Text for analysis:

______________________________

With recovery in the wings, Mark Watson-Mitchell spies some good upside potential in lighting specialist Luceco. 

It is a fair bet that at some time you will have used one or even many of this group’s products.

For its global customer base Luceco (LON:LUCE) makes and distributes LED lighting, portable power products, and also innovative wiring accessories.

The group supplies trade distributors, retailers, wholesalers, professional electrical contractors and project developers. It has four main brands.

Luceco’s long-established brand, British General, makes wiring accessories (including switches, sockets), circuit protection and cable management products.

Kingfisher and Luceco Lighting supplies energy efficient indoor and outdoor LED lighting products and associated accessories.

Masterplug is the market leading brand in the UK Portable Power category including cable reels, extension leads, surge protection, timers and adaptor products.

Ross supplies television wall mounts, audio visual accessories and other items.

Last year’s sales were split 40.7% in wiring accessories, 31.5% LED lighting, portable power was 24.8%, while Ross and its other products contributed just 3%.

Of the overall £172m of net sales in the year to end-December 2019 the group sold some 80% of its products in the UK, 10.3% in Europe, 5.2% to the Middle East and Africa, 2,4% to the Asia Pacific regions and the final 2% to the Americas.

______________________________

Source material:

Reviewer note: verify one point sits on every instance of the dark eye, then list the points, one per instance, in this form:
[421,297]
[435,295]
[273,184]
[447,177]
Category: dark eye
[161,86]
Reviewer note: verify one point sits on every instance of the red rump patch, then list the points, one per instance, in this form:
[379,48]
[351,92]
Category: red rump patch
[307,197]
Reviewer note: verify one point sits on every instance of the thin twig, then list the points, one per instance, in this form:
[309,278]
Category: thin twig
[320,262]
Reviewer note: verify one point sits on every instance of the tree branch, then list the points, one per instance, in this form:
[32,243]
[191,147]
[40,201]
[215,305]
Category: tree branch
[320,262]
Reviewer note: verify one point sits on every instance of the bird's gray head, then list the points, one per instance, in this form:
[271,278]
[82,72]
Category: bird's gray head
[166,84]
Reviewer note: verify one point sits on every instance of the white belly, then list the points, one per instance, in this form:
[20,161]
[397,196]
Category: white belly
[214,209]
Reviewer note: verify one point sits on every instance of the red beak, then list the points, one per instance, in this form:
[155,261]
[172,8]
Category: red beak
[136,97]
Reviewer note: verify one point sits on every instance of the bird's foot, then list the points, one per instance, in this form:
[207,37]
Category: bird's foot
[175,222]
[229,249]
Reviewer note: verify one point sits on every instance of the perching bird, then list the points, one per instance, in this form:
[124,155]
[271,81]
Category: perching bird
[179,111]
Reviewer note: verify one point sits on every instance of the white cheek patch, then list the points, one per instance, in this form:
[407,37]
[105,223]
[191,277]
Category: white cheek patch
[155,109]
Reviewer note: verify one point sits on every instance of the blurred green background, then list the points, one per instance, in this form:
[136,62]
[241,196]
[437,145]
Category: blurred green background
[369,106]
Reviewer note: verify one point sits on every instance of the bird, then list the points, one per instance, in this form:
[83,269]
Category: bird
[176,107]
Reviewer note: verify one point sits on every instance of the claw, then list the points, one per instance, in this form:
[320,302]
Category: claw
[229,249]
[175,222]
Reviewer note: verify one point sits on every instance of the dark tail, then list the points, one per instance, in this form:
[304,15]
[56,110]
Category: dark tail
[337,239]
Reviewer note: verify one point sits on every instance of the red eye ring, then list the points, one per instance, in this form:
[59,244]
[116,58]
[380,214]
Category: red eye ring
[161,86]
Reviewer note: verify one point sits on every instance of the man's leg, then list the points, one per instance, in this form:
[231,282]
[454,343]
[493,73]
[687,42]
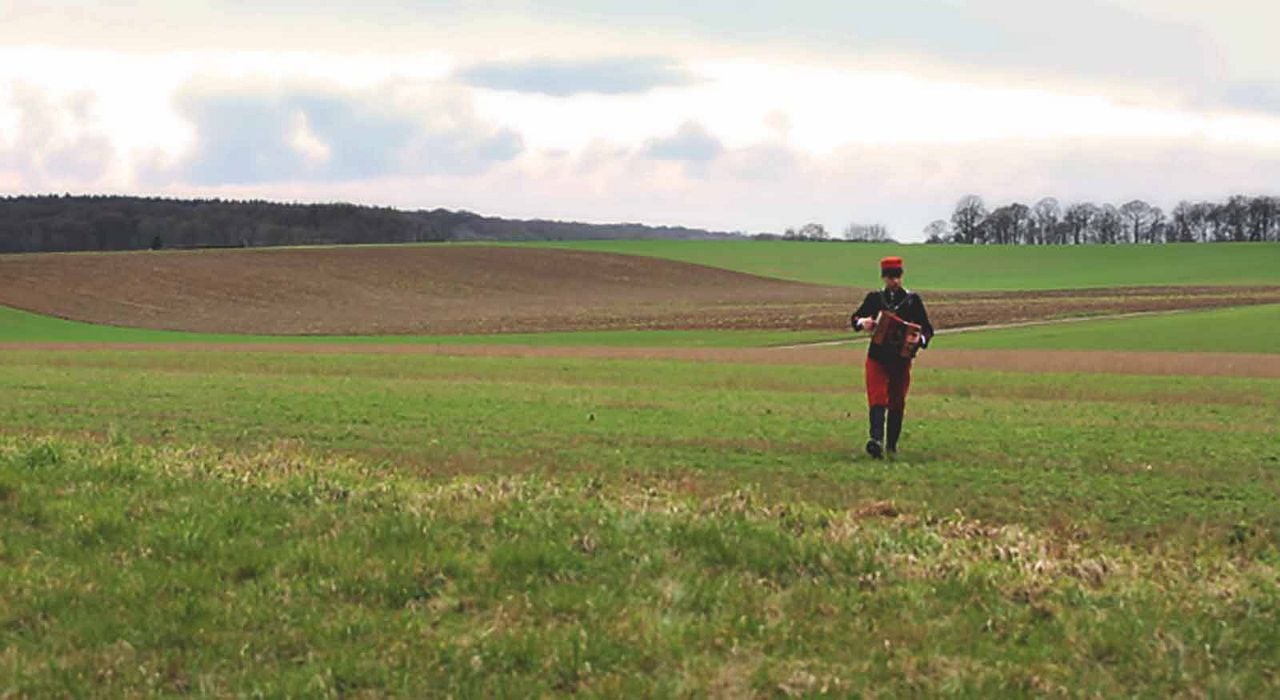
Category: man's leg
[877,397]
[899,385]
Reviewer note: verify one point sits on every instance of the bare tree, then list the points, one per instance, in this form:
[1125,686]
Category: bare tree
[1187,222]
[967,219]
[937,232]
[1047,213]
[1109,224]
[1262,215]
[1008,224]
[1079,218]
[813,232]
[872,233]
[1234,216]
[1137,215]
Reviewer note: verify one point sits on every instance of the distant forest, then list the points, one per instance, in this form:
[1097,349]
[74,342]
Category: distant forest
[109,223]
[1047,223]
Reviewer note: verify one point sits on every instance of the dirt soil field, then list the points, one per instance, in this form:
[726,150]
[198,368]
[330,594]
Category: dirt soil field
[457,289]
[1184,364]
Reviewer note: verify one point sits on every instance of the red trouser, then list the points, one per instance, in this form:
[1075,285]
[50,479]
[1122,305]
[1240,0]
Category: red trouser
[887,385]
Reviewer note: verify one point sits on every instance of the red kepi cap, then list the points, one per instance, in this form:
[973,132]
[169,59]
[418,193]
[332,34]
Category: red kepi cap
[891,265]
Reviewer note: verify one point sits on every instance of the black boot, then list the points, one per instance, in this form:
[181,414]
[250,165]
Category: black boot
[895,430]
[874,445]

______________________________

Work task 1:
Answer these from the text on Luceco:
(a) Which Luceco brand makes wiring accessories, circuit protection and cable management products?
(b) What share of last year's sales came from LED lighting?
(c) What were the group's overall net sales in the year to end-December 2019?
Work task 2:
Retype the part of the text on Luceco starting with "Last year’s sales" and going on through "to the Americas.".

Exercise answer 1:
(a) British General
(b) 31.5%
(c) £172m

Exercise answer 2:
Last year’s sales were split 40.7% in wiring accessories, 31.5% LED lighting, portable power was 24.8%, while Ross and its other products contributed just 3%.

Of the overall £172m of net sales in the year to end-December 2019 the group sold some 80% of its products in the UK, 10.3% in Europe, 5.2% to the Middle East and Africa, 2,4% to the Asia Pacific regions and the final 2% to the Americas.